#### [DESCRIPTION OF THE TASK]
Rewrite the material below with every occurrence of "evaluation set" swapped for "test set", keeping everything else the same.

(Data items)
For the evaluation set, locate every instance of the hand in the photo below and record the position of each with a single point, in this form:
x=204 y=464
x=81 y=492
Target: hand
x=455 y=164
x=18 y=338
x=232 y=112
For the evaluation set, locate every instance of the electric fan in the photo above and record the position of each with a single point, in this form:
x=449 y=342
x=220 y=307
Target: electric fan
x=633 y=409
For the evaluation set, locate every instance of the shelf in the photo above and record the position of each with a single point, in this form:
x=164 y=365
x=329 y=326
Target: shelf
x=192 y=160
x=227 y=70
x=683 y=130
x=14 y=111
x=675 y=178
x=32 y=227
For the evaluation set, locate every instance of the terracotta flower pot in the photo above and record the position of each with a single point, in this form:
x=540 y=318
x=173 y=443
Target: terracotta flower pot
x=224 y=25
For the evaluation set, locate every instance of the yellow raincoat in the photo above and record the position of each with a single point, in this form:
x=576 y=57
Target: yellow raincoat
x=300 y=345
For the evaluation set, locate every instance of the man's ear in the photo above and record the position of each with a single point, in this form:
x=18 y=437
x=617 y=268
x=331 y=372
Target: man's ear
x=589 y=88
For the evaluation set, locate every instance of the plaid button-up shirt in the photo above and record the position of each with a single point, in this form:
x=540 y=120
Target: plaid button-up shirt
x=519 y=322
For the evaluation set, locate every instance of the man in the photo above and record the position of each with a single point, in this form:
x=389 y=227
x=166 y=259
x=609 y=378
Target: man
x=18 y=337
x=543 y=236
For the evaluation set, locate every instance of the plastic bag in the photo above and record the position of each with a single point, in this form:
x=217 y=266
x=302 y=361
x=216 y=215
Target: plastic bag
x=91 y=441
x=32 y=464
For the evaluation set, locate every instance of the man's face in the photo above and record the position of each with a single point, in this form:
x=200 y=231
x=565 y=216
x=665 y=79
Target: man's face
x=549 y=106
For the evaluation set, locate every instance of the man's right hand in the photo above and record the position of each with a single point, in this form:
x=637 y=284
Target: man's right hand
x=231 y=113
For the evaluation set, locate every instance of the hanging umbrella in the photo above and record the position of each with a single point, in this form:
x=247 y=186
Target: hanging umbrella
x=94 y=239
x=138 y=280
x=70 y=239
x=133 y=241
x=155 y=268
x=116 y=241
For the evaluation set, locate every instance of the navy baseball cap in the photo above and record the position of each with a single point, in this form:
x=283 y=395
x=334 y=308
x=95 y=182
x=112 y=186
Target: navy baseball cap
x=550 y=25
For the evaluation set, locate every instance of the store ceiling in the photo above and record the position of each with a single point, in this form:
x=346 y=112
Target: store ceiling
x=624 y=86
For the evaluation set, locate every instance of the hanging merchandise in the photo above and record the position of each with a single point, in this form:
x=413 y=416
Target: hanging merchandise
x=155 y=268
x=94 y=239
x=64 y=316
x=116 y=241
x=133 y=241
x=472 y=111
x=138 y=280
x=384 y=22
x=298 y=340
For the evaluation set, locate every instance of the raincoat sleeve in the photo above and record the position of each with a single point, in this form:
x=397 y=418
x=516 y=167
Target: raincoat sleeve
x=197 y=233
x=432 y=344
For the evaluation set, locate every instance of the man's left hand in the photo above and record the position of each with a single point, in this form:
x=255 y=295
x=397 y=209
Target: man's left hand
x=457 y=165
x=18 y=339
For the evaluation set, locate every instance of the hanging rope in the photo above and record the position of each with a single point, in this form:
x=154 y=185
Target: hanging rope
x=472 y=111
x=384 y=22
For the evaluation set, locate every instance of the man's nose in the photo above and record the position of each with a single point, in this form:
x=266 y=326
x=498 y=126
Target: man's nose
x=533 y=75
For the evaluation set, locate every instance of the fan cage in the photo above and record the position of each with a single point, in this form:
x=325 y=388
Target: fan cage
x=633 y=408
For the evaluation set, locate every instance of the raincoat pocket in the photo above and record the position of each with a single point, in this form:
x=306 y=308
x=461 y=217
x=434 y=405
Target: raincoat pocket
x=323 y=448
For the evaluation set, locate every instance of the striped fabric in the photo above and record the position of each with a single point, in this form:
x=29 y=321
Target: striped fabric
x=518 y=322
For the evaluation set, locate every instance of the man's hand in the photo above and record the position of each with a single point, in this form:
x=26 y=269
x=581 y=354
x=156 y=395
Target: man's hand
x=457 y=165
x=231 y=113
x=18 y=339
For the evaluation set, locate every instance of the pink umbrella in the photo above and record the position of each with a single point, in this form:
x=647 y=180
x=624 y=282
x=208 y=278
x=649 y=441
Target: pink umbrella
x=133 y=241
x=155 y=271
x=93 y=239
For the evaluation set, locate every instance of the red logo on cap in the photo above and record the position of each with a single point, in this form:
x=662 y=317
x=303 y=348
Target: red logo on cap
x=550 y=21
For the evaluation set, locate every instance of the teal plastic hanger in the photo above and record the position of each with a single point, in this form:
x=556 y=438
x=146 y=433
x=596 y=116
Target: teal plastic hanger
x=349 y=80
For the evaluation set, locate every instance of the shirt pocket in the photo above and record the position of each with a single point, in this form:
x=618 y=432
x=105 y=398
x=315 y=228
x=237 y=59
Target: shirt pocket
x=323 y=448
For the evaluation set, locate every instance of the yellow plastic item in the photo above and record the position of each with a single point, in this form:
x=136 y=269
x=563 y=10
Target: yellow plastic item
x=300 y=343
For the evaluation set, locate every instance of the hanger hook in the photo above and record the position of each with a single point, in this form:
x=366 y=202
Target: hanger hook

#### [WRITTEN SOLUTION]
For the test set, locate every instance of the hand in the photo below and record the position of each with a single point, in this form:
x=204 y=464
x=81 y=492
Target: hand
x=455 y=164
x=18 y=338
x=232 y=112
For the test set, locate every instance of the electric fan in the photo above and record the position of each with a single point, in this form:
x=449 y=342
x=220 y=307
Target: electric fan
x=633 y=409
For the test set, locate every instance of the shelf in the photo above and record the position of each with a single point, in this form:
x=164 y=365
x=329 y=326
Target: shelf
x=192 y=160
x=227 y=70
x=683 y=130
x=14 y=111
x=675 y=178
x=32 y=227
For the test set, locate every instance of the terracotta flower pot in the photo above and record the position of each with a single point, in this form:
x=540 y=318
x=173 y=443
Target: terracotta flower pot
x=224 y=25
For the test set, locate every instance of the yellow raincoat in the photo above and record the position of each with a single point, in this form:
x=576 y=57
Target: yellow raincoat
x=300 y=345
For the test set, locate every instance of the man's ear in the photo above and record the position of each with a single point, in this form:
x=18 y=437
x=617 y=268
x=331 y=372
Target: man's ear
x=589 y=88
For the test set, locate every instance of the plaid button-up shirt in the photo above and record the position of each with a single point, in this form:
x=540 y=120
Target: plaid button-up shirt
x=519 y=322
For the test set, locate every instance of the man in the photo above and record the position of each with a single point, in this form:
x=389 y=227
x=166 y=259
x=609 y=378
Target: man
x=18 y=337
x=543 y=236
For the test set, locate every instance of the plastic bag in the photo above and record the position of each with a single point, in this form:
x=217 y=266
x=302 y=361
x=216 y=215
Target: plastic bag
x=91 y=441
x=32 y=464
For the test set, locate every instance of the man's face in the photo above and record the position of each with a single point, in this form:
x=200 y=231
x=565 y=216
x=665 y=79
Target: man's face
x=549 y=106
For the test set, locate every instance of the man's right hand in the photo above and record the position of each with a single point, in this form:
x=637 y=284
Target: man's right hand
x=231 y=113
For the test set, locate every instance of the hanging umbrella in the photo above and record the position of each with a single point, in this form:
x=247 y=186
Target: hanging umbrella
x=94 y=239
x=138 y=280
x=70 y=239
x=133 y=241
x=155 y=268
x=116 y=241
For the test set, locate every instance of the navy baseball cap in the photo above and record the position of each with a single point, in this form:
x=283 y=395
x=334 y=308
x=95 y=182
x=112 y=186
Target: navy baseball cap
x=550 y=25
For the test set, locate every instance of the store ceiling in the photo above and record the position of each with a single point, in this form:
x=346 y=112
Target: store ceiling
x=624 y=86
For the test set, locate every instance of the hanging merchandise in the photo above and record the position of each with a single point, in this form:
x=413 y=416
Target: hanging merchandise
x=155 y=268
x=94 y=239
x=64 y=316
x=116 y=241
x=133 y=241
x=472 y=111
x=138 y=280
x=384 y=22
x=298 y=340
For the test set, locate every instance of the raincoat sleeve in the photo above and record the position of each with a single point, in this form:
x=397 y=418
x=516 y=167
Target: raincoat sleeve
x=197 y=233
x=432 y=344
For the test set, locate every instance of the man's left hand in the photo above and record the position of each with a single point, in this form:
x=255 y=295
x=397 y=209
Target: man's left hand
x=457 y=165
x=18 y=339
For the test set, locate every instance of the hanging rope in the photo above and record the position of each with a single point, in this form:
x=154 y=185
Target: hanging rope
x=472 y=111
x=384 y=22
For the test set, locate every instance of the man's nose in the photo above and record the position of each with a single point, in this form:
x=266 y=326
x=498 y=126
Target: man's nose
x=533 y=75
For the test set, locate every instance of the fan cage in the photo above and record the position of each with a single point, in this form:
x=325 y=388
Target: fan cage
x=633 y=408
For the test set, locate every instance of the raincoat pocket in the photo above and record the position of each with a single point, in this form:
x=306 y=308
x=461 y=217
x=434 y=405
Target: raincoat pocket
x=323 y=448
For the test set, locate every instance of the striped fabric in the photo above and record the position of each with a single point, in this form:
x=29 y=321
Target: striped fabric
x=518 y=322
For the test set, locate every instance of the man's hand in the photo above and record the position of each with a single point, in this form:
x=26 y=269
x=581 y=354
x=156 y=395
Target: man's hand
x=457 y=165
x=231 y=113
x=18 y=339
For the test set, locate every instance of the pink umbrella in the photo above and record the position of each with a single point, in this form:
x=647 y=180
x=624 y=282
x=208 y=278
x=649 y=441
Target: pink umbrella
x=133 y=241
x=155 y=271
x=93 y=239
For the test set, locate every instance of the red logo on cap in the photo above and record the position of each with a single point, in this form:
x=662 y=317
x=303 y=348
Target: red logo on cap
x=550 y=21
For the test set, locate every instance of the teal plastic hanger in the photo above and record the position of each with a single point, in this form:
x=556 y=438
x=146 y=433
x=596 y=116
Target: teal plastic hanger
x=349 y=80
For the test set, locate every instance of the shirt pocket in the photo above and record the position of each with a single point, in this form:
x=618 y=432
x=105 y=398
x=315 y=228
x=237 y=59
Target: shirt pocket
x=323 y=448
For the test set, locate every instance of the yellow plastic item in the photo above and record the position of each with a single point, in this form:
x=136 y=269
x=563 y=10
Target: yellow plastic item
x=300 y=343
For the test set, locate every instance of the hanger hook in the photo above and record the position of each with a single point, in this form:
x=366 y=202
Target: hanger hook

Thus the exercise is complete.